Image outline annotation entries:
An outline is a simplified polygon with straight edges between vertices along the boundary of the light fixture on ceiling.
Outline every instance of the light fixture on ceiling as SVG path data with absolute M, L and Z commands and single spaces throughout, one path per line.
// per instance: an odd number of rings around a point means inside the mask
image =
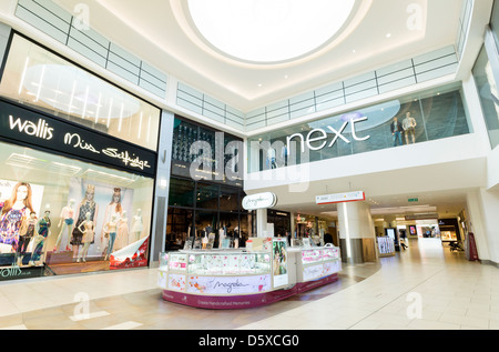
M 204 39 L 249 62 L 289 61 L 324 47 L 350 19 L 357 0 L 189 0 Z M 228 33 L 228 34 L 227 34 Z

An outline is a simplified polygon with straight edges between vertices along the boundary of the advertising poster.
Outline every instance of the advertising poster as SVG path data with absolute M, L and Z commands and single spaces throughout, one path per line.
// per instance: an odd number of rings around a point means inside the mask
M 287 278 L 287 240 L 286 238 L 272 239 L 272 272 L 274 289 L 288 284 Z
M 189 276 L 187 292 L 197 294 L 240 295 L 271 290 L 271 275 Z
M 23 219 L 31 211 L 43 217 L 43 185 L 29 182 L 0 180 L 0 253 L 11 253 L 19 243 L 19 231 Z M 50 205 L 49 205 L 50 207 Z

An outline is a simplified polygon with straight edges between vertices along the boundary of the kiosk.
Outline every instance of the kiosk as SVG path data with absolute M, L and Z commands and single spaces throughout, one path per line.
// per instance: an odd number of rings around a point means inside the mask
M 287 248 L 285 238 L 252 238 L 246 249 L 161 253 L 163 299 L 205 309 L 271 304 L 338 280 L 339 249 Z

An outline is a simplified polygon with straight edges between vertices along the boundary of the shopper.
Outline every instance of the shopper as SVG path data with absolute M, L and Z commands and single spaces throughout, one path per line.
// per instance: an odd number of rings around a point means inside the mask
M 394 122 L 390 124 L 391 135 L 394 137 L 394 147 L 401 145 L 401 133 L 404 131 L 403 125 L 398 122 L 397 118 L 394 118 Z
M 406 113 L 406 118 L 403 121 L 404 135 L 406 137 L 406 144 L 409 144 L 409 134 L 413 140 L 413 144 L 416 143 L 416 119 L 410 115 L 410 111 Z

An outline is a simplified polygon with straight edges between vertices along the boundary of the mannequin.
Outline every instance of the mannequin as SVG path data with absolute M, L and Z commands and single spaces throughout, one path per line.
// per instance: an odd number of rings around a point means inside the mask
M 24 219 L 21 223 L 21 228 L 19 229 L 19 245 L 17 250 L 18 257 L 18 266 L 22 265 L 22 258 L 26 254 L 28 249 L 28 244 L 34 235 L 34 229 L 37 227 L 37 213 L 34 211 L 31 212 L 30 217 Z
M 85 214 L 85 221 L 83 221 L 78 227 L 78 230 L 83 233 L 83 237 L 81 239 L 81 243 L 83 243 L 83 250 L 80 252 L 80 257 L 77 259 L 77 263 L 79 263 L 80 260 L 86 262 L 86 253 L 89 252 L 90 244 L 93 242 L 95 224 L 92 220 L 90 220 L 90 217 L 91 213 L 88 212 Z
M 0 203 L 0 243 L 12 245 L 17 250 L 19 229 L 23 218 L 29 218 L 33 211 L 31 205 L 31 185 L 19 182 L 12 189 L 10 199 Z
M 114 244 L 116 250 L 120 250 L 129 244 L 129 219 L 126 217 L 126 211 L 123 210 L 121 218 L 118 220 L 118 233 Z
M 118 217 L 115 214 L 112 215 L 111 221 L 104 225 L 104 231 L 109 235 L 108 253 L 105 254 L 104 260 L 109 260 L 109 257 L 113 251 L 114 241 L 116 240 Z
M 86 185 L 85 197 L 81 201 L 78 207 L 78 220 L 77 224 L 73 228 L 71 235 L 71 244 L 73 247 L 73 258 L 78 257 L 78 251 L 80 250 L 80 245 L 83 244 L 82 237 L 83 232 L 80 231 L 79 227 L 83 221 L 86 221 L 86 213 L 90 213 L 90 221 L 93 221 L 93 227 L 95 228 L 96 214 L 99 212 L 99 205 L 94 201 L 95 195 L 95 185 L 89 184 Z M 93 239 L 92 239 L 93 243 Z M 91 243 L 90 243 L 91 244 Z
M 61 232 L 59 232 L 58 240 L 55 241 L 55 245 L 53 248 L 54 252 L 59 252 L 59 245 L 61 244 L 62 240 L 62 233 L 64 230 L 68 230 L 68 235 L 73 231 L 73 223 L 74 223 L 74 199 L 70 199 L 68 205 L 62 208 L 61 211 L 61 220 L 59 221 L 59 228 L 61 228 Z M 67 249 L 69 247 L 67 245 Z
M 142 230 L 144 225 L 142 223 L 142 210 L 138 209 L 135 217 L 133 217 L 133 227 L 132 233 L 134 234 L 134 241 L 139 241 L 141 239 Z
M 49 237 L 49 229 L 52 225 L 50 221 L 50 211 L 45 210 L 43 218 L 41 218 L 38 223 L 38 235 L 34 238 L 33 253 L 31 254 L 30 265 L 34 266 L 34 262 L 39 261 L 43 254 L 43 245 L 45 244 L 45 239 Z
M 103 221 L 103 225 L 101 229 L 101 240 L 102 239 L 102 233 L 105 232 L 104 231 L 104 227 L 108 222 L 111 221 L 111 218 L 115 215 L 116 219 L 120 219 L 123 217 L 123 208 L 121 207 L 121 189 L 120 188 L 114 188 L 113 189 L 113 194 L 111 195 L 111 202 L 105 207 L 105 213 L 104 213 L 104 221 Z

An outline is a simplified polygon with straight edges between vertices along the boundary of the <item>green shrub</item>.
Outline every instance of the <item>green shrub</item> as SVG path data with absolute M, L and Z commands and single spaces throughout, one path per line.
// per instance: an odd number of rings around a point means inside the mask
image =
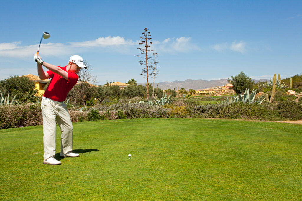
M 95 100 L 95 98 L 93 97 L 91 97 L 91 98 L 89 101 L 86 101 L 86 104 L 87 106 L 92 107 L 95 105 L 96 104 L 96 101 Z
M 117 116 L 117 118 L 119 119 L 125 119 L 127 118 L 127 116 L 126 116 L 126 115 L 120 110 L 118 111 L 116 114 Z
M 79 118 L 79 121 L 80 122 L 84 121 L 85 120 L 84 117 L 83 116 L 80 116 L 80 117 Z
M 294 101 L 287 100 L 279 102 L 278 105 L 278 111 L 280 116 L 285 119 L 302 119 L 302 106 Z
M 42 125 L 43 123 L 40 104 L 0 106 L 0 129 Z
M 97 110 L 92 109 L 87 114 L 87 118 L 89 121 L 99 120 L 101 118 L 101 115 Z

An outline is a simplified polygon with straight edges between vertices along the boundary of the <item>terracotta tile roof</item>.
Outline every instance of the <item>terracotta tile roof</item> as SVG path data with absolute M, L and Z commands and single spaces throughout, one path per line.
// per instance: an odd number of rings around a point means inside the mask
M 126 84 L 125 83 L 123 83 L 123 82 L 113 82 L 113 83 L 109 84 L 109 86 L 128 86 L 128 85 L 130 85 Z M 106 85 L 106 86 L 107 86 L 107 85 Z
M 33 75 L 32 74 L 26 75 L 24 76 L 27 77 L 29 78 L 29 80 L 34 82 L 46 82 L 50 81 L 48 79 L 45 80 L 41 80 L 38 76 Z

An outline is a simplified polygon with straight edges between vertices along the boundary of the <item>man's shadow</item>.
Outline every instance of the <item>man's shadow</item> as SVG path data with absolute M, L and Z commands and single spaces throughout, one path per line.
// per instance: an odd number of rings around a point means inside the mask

# Stated goal
Copy the entries word for word, beginning at their first line and stopping after the line that contains "M 23 219 L 31". Omit the pictures.

# Output
An outline is a simplified polygon with straight edges between vertices along the boundary of the light fixture on ceiling.
Outline every instance of the light fixture on ceiling as SVG path data with absolute M, L and Z commands and single spaces throughout, one path per line.
// per instance: an odd number of rings around a point means inside the mask
image =
M 204 39 L 249 62 L 289 61 L 324 47 L 350 19 L 357 0 L 189 0 Z M 228 33 L 228 34 L 227 34 Z

An outline is a simplified polygon with straight edges between vertices along the boundary of the advertising poster.
Outline every instance of the advertising poster as SVG path data with absolute M, L and Z commands and single spaces throughout, one path per line.
// per instance: an odd number of rings around a point means inside the mask
M 287 278 L 287 240 L 286 238 L 272 239 L 272 272 L 274 289 L 288 284 Z
M 189 276 L 187 292 L 197 294 L 240 295 L 271 290 L 271 275 Z
M 23 219 L 31 211 L 43 217 L 43 185 L 29 182 L 0 180 L 0 253 L 11 253 L 19 243 L 19 231 Z M 50 205 L 49 205 L 50 207 Z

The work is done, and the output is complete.